-- Problem --
Put the lines of the material below into a Markdown table with the columns Row and Line, starting at the line that contains "Where can you see the black wheel" and ending at the line that contains "<point>82,76</point>". Number each line in order and leave out any blank lines.

-- Provided data --
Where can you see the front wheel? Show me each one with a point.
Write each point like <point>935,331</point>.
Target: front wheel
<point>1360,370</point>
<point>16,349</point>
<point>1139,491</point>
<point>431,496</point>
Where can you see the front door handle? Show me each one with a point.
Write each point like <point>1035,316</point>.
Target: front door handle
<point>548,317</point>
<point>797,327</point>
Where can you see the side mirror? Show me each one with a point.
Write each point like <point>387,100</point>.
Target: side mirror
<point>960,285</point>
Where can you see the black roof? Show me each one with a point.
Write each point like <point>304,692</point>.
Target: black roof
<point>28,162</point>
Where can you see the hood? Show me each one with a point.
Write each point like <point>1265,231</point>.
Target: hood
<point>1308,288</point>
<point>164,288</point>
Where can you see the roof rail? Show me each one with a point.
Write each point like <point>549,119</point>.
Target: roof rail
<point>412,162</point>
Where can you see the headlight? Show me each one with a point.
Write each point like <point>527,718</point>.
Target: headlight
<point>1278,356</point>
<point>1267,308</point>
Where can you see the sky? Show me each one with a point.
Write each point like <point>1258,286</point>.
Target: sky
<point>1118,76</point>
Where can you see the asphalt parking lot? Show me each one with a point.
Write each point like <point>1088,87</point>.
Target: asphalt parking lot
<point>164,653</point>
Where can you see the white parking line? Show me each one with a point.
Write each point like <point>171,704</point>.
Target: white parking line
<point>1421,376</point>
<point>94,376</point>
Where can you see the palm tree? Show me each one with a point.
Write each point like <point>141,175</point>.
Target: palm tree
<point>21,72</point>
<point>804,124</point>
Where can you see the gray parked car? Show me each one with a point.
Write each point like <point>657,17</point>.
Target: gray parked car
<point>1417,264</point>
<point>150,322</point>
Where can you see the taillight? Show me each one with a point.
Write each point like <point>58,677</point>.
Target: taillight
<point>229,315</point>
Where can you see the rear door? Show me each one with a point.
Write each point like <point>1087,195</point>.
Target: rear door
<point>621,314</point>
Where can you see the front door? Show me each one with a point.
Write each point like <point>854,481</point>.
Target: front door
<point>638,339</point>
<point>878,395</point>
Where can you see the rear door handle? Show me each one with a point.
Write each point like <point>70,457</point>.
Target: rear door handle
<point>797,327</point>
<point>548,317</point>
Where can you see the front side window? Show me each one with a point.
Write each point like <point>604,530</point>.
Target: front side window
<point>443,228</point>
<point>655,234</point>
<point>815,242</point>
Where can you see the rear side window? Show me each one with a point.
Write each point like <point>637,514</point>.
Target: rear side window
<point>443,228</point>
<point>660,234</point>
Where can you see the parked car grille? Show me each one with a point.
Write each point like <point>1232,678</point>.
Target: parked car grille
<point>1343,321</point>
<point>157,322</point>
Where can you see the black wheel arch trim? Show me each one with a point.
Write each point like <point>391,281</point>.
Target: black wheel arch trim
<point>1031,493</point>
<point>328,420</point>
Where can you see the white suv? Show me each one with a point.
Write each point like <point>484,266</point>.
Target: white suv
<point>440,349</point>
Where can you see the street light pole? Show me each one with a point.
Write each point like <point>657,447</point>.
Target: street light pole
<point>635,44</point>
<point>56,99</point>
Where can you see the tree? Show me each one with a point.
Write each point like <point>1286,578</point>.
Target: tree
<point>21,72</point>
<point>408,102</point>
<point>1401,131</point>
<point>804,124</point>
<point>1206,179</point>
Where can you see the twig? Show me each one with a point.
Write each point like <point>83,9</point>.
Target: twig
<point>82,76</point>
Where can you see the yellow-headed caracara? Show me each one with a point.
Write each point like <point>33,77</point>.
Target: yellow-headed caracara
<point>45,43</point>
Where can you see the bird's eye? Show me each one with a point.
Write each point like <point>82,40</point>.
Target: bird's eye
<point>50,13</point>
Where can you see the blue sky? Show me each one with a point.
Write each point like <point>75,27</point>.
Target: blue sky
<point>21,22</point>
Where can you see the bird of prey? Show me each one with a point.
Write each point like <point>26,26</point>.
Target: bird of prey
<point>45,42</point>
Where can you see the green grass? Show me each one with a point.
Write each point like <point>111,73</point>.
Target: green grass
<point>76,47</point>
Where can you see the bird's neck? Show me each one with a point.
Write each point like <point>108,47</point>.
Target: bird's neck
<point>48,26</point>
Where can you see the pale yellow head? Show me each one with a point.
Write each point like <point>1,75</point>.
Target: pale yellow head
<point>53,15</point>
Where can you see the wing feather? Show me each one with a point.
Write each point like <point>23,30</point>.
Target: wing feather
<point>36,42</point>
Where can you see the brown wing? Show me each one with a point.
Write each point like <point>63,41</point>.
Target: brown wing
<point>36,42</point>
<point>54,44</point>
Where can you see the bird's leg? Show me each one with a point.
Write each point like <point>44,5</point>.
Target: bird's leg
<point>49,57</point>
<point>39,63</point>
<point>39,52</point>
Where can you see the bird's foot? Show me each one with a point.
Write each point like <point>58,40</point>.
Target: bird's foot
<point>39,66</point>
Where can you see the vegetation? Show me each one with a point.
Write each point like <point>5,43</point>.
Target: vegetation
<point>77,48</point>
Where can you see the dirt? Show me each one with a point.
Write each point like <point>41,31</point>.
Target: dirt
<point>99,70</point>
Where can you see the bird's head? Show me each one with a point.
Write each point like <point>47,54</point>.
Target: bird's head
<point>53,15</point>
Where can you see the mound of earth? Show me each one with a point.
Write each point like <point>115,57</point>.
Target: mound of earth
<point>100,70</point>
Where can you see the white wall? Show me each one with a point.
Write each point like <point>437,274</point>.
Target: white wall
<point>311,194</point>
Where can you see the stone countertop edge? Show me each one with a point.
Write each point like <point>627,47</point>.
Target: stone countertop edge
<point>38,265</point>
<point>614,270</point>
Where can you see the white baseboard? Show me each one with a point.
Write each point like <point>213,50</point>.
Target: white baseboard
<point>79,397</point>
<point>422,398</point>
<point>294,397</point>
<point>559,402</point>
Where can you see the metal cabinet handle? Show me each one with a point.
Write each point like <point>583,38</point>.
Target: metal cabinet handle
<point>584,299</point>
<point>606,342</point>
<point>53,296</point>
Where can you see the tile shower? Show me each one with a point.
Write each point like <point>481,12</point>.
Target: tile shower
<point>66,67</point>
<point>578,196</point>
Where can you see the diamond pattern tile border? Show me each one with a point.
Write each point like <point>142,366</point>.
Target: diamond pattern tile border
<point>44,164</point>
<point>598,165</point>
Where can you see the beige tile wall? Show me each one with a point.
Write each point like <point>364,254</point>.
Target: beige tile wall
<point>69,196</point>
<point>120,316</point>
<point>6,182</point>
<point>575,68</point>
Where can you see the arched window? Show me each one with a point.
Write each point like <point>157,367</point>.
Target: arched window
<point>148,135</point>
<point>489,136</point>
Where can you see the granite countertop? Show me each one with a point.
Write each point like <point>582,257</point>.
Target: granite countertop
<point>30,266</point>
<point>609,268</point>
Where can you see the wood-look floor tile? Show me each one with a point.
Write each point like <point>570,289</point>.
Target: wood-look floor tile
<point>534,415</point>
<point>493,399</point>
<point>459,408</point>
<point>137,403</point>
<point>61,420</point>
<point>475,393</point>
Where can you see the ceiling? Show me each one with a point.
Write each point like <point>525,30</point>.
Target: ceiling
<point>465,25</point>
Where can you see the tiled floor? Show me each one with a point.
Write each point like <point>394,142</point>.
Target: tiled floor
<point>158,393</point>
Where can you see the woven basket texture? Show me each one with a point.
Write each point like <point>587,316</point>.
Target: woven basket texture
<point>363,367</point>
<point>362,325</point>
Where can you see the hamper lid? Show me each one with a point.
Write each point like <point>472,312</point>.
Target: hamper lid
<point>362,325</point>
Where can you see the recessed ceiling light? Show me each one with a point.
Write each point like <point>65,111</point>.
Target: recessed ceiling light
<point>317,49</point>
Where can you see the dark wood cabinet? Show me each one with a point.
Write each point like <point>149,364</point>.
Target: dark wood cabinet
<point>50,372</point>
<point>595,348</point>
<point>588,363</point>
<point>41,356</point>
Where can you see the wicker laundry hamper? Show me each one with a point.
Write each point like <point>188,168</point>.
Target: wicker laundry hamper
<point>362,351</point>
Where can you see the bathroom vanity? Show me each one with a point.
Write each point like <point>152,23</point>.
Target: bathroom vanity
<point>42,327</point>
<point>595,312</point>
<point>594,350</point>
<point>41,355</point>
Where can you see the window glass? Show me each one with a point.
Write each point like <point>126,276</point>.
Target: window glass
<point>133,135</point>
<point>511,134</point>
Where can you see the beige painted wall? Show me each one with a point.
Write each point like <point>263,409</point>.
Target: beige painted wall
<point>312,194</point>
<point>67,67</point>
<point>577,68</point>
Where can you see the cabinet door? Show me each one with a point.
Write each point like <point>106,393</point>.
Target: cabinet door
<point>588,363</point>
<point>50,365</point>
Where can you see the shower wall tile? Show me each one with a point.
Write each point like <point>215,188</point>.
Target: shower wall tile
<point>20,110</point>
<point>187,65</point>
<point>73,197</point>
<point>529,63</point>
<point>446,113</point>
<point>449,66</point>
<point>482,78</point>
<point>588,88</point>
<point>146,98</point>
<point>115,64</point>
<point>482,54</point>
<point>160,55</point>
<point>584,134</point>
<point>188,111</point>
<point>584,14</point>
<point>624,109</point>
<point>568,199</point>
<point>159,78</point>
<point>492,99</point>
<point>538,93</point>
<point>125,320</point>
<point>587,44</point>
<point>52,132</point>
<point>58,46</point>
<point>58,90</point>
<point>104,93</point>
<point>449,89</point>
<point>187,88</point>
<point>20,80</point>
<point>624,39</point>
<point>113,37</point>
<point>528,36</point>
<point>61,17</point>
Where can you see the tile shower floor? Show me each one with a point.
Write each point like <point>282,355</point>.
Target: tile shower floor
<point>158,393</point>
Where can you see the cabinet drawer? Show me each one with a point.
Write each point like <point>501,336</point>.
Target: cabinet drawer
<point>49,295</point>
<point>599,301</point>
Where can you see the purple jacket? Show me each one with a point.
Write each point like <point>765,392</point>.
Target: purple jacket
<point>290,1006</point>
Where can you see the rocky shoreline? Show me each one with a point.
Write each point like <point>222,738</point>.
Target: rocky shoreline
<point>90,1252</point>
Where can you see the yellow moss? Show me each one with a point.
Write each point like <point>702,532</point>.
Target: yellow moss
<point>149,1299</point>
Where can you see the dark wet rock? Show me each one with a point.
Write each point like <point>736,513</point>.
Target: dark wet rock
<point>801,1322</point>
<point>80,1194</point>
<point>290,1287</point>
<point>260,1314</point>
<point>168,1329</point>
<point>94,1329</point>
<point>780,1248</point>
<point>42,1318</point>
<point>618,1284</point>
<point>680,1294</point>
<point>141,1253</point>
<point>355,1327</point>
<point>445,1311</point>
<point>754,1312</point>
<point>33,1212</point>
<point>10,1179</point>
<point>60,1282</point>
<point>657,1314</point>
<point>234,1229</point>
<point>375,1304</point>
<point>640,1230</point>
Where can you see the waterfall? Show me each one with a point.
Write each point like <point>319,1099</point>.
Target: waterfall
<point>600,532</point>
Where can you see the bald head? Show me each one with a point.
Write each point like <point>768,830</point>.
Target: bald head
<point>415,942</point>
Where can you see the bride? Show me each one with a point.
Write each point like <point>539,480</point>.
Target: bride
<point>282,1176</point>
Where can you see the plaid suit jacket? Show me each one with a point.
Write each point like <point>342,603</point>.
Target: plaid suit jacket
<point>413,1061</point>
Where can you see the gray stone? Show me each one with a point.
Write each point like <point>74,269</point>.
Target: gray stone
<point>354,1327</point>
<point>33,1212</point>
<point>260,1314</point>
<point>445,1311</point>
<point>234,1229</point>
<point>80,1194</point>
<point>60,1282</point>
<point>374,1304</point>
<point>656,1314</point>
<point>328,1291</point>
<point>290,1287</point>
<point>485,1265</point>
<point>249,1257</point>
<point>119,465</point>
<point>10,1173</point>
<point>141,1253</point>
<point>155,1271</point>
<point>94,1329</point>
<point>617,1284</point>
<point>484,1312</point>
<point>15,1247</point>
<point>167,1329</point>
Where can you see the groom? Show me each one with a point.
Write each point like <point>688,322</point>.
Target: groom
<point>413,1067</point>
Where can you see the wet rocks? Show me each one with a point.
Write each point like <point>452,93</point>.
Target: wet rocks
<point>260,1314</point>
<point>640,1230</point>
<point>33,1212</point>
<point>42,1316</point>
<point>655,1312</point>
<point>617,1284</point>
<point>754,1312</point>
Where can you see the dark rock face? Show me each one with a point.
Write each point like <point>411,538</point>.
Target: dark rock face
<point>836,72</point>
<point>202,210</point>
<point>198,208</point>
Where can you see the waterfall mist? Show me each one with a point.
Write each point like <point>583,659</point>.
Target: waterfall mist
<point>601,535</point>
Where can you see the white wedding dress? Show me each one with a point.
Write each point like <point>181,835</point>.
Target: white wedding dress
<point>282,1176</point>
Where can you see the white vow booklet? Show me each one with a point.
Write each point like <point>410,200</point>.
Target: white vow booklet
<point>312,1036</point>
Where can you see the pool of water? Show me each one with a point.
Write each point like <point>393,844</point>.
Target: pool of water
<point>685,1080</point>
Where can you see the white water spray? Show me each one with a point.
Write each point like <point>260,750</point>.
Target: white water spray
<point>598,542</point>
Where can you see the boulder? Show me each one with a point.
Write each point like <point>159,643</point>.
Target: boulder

-- Finished answer --
| Row | Line |
|---|---|
| 1 | Where can you see the black wheel arch trim? Show me each one with a point. |
| 2 | Write each point like <point>391,281</point>. |
| 3 | Target: black wheel arch trim |
| 4 | <point>1031,493</point> |
| 5 | <point>328,420</point> |
| 6 | Where can you see the white suv? Show me each one with a point. |
| 7 | Write each point like <point>484,266</point>. |
| 8 | Target: white suv |
| 9 | <point>440,349</point> |
| 10 | Where can you see the street light pole? Show me each one with a point. |
| 11 | Write each point like <point>657,447</point>. |
| 12 | Target: street light pole |
| 13 | <point>635,44</point> |
| 14 | <point>56,99</point> |
| 15 | Where can you see the tree? Show me each one with a point. |
| 16 | Write each point like <point>1286,578</point>. |
| 17 | Target: tree |
| 18 | <point>21,72</point> |
| 19 | <point>408,102</point> |
| 20 | <point>1401,131</point> |
| 21 | <point>804,124</point> |
| 22 | <point>1206,179</point> |
| 23 | Where can you see the twig? Show me each one with a point. |
| 24 | Write each point like <point>83,9</point>. |
| 25 | Target: twig |
| 26 | <point>82,76</point> |